● **Extracto de página**:
Homilía del Papa
Queridos hermanos y hermanas:
En la primera Lectura hemos escuchado estas palabras: «Así habla la Sabiduría de Dios: “El Señor me creó como primicia de sus caminos, antes de sus obras, desde siempre. […] Cuando él afianzaba el cielo, yo estaba allí; […] yo estaba a su lado como un hijo querido y lo deleitaba día tras día, recreándome delante de él en todo tiempo, recreándome sobre la faz de la tierra, y mi delicia era estar con los hijos de los hombres» (Pr 8,22.27.30-31). Para san Agustín, la Trinidad y la sabiduría están íntimamente relacionadas. La sabiduría divina se revela en la Santísima Trinidad, y la sabiduría nos lleva siempre a la verdad.
Y hoy, mientras celebramos la solemnidad de la Santísima Trinidad, estamos viviendo el Jubileo del Deporte. El binomio Trinidad-deporte no es precisamente habitual, sin embargo, la asociación no es absurda. De hecho, toda buena actividad humana lleva consigo un reflejo de la belleza de Dios, y sin duda el deporte es una de ellas. Después de todo, Dios no es estático, no está cerrado en sí mismo. Es comunión, relación viva entre el Padre, el Hijo y el Espíritu Santo, que se abre a la humanidad y al mundo. La teología llama a esta realidad pericoresis, es decir, “danza”: una danza de amor recíproco.

● **Tarea 1**: Según la homilía, ¿qué jubileo se vive mientras se celebra la solemnidad de la Santísima Trinidad?
● **Tarea 2**: Por favor, transcribe de la homilía el fragmento que va desde "Homilía del Papa" hasta "a la verdad.", incluidas ambas partes.

● **Entradas extraídas**:
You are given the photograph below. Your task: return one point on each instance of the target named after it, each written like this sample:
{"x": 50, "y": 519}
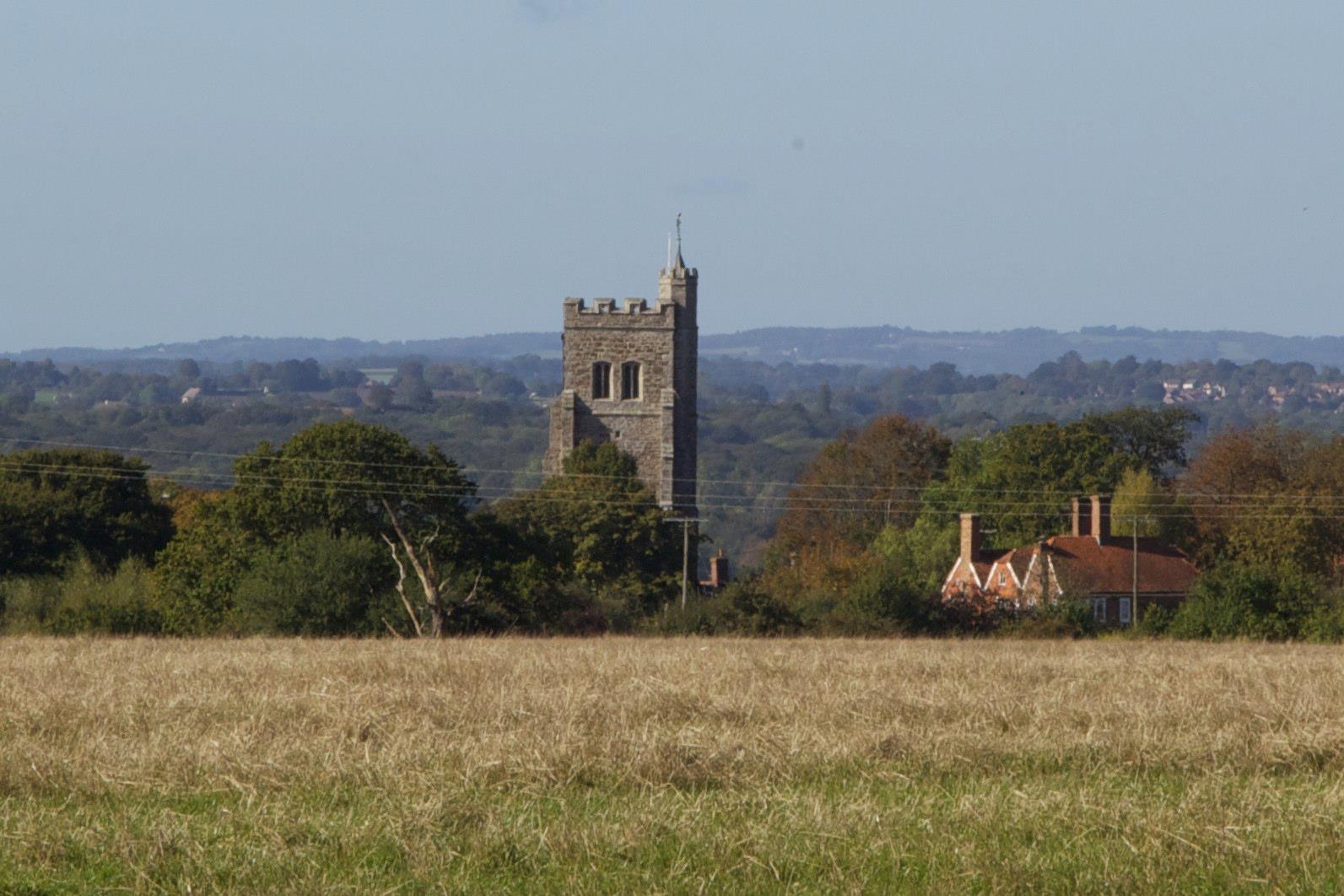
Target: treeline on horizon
{"x": 758, "y": 422}
{"x": 351, "y": 528}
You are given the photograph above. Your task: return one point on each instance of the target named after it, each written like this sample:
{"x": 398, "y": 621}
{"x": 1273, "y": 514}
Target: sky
{"x": 181, "y": 170}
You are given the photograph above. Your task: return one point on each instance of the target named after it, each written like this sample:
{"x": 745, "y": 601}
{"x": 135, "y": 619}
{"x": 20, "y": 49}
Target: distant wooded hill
{"x": 1017, "y": 351}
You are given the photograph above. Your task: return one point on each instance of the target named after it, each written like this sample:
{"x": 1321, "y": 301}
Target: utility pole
{"x": 686, "y": 551}
{"x": 1133, "y": 616}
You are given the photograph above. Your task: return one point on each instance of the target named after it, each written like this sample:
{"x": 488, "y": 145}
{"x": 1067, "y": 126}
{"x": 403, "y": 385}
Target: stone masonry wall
{"x": 657, "y": 429}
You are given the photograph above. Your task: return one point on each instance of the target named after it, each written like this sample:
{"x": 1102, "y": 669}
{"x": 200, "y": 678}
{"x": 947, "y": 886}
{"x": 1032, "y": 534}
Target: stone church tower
{"x": 630, "y": 379}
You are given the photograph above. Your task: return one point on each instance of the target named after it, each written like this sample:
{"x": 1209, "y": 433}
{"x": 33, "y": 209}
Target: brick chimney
{"x": 970, "y": 537}
{"x": 1099, "y": 517}
{"x": 718, "y": 569}
{"x": 1081, "y": 519}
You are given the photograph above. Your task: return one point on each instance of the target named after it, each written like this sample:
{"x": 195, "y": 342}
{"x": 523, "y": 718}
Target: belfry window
{"x": 630, "y": 379}
{"x": 601, "y": 381}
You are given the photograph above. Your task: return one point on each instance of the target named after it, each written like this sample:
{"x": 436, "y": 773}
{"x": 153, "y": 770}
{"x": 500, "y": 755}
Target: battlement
{"x": 637, "y": 308}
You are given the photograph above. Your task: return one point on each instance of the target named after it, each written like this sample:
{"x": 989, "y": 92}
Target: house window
{"x": 601, "y": 381}
{"x": 630, "y": 379}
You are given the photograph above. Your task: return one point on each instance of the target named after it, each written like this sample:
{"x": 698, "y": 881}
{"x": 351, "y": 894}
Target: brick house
{"x": 1088, "y": 563}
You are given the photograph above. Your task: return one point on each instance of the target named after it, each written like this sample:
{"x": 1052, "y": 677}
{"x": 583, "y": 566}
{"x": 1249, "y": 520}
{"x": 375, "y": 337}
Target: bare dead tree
{"x": 433, "y": 586}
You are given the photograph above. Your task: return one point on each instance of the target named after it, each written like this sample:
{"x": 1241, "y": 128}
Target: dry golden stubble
{"x": 90, "y": 715}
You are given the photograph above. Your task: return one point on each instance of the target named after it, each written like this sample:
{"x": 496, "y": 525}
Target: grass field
{"x": 677, "y": 764}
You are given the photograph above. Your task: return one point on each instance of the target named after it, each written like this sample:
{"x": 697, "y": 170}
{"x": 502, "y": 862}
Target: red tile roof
{"x": 1086, "y": 566}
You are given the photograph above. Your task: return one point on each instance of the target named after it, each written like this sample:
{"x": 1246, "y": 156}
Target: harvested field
{"x": 670, "y": 764}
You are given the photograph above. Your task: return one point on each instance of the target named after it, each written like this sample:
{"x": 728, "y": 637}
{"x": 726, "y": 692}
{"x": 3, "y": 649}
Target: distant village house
{"x": 1089, "y": 563}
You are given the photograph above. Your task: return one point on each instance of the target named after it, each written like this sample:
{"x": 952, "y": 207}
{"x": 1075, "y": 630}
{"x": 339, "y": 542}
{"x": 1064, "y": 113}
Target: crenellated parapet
{"x": 609, "y": 312}
{"x": 629, "y": 378}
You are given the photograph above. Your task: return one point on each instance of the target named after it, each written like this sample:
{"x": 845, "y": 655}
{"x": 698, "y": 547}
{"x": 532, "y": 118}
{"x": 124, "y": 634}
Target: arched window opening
{"x": 601, "y": 381}
{"x": 630, "y": 381}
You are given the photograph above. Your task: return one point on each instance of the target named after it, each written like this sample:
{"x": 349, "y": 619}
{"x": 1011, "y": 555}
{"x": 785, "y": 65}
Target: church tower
{"x": 630, "y": 379}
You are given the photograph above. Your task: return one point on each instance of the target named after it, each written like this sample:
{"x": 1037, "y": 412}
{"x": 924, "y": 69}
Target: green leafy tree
{"x": 319, "y": 583}
{"x": 1142, "y": 504}
{"x": 56, "y": 503}
{"x": 1249, "y": 601}
{"x": 1153, "y": 438}
{"x": 598, "y": 523}
{"x": 359, "y": 478}
{"x": 197, "y": 574}
{"x": 859, "y": 483}
{"x": 1022, "y": 480}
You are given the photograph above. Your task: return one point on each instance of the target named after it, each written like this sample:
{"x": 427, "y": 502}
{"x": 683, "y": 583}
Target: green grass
{"x": 859, "y": 828}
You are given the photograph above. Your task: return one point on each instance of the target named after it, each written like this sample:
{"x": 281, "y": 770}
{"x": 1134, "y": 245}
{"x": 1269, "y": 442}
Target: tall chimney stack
{"x": 970, "y": 537}
{"x": 1081, "y": 519}
{"x": 1101, "y": 517}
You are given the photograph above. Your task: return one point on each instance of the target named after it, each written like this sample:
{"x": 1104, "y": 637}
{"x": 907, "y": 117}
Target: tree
{"x": 598, "y": 521}
{"x": 1155, "y": 438}
{"x": 859, "y": 483}
{"x": 1267, "y": 494}
{"x": 59, "y": 501}
{"x": 1142, "y": 503}
{"x": 1022, "y": 480}
{"x": 359, "y": 478}
{"x": 199, "y": 569}
{"x": 316, "y": 583}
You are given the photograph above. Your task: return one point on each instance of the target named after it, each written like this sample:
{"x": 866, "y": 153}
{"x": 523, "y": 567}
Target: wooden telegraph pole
{"x": 686, "y": 551}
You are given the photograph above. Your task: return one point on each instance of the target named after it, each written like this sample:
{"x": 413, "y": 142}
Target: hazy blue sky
{"x": 175, "y": 171}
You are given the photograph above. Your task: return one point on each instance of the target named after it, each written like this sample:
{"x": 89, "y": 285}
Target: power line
{"x": 394, "y": 488}
{"x": 793, "y": 487}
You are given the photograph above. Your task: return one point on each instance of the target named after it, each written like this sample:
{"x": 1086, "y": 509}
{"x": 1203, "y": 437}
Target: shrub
{"x": 85, "y": 601}
{"x": 1249, "y": 601}
{"x": 1058, "y": 619}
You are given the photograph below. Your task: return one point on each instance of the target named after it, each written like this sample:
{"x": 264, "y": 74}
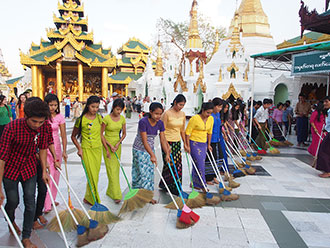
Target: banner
{"x": 313, "y": 62}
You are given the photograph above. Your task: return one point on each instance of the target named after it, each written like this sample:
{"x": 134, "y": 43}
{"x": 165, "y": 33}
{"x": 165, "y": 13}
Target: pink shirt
{"x": 277, "y": 115}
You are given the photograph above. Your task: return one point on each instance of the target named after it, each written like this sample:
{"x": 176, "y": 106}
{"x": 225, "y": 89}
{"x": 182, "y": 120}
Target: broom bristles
{"x": 139, "y": 200}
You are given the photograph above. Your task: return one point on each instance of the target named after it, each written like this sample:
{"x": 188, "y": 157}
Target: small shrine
{"x": 69, "y": 62}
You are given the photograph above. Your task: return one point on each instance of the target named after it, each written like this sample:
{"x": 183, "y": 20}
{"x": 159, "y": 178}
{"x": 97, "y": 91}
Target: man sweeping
{"x": 18, "y": 162}
{"x": 260, "y": 119}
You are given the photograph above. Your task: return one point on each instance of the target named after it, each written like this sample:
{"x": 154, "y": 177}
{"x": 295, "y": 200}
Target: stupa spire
{"x": 194, "y": 41}
{"x": 253, "y": 20}
{"x": 159, "y": 62}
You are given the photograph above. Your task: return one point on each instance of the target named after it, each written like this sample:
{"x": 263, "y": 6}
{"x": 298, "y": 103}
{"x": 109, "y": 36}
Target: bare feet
{"x": 325, "y": 175}
{"x": 18, "y": 231}
{"x": 28, "y": 244}
{"x": 37, "y": 225}
{"x": 42, "y": 220}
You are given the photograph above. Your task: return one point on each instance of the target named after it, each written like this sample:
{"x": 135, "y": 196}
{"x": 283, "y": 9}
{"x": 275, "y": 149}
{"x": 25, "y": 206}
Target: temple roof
{"x": 253, "y": 20}
{"x": 308, "y": 38}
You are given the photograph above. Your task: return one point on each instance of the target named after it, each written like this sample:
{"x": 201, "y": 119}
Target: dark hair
{"x": 118, "y": 103}
{"x": 90, "y": 100}
{"x": 224, "y": 116}
{"x": 279, "y": 105}
{"x": 179, "y": 98}
{"x": 35, "y": 107}
{"x": 234, "y": 112}
{"x": 19, "y": 103}
{"x": 53, "y": 98}
{"x": 267, "y": 101}
{"x": 217, "y": 101}
{"x": 206, "y": 106}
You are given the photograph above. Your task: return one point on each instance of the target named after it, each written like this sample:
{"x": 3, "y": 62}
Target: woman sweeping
{"x": 317, "y": 121}
{"x": 198, "y": 140}
{"x": 278, "y": 119}
{"x": 57, "y": 122}
{"x": 114, "y": 126}
{"x": 88, "y": 127}
{"x": 144, "y": 158}
{"x": 323, "y": 156}
{"x": 20, "y": 106}
{"x": 216, "y": 140}
{"x": 175, "y": 122}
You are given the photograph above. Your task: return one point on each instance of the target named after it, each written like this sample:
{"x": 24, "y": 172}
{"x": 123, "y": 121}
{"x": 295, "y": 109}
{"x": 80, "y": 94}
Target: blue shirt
{"x": 216, "y": 133}
{"x": 327, "y": 122}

● **Solución escrita 1**: El Jubileo del Deporte.

● **Solución escrita 2**:
Homilía del Papa
Queridos hermanos y hermanas:
En la primera Lectura hemos escuchado estas palabras: «Así habla la Sabiduría de Dios: “El Señor me creó como primicia de sus caminos, antes de sus obras, desde siempre. […] Cuando él afianzaba el cielo, yo estaba allí; […] yo estaba a su lado como un hijo querido y lo deleitaba día tras día, recreándome delante de él en todo tiempo, recreándome sobre la faz de la tierra, y mi delicia era estar con los hijos de los hombres» (Pr 8,22.27.30-31). Para san Agustín, la Trinidad y la sabiduría están íntimamente relacionadas. La sabiduría divina se revela en la Santísima Trinidad, y la sabiduría nos lleva siempre a la verdad.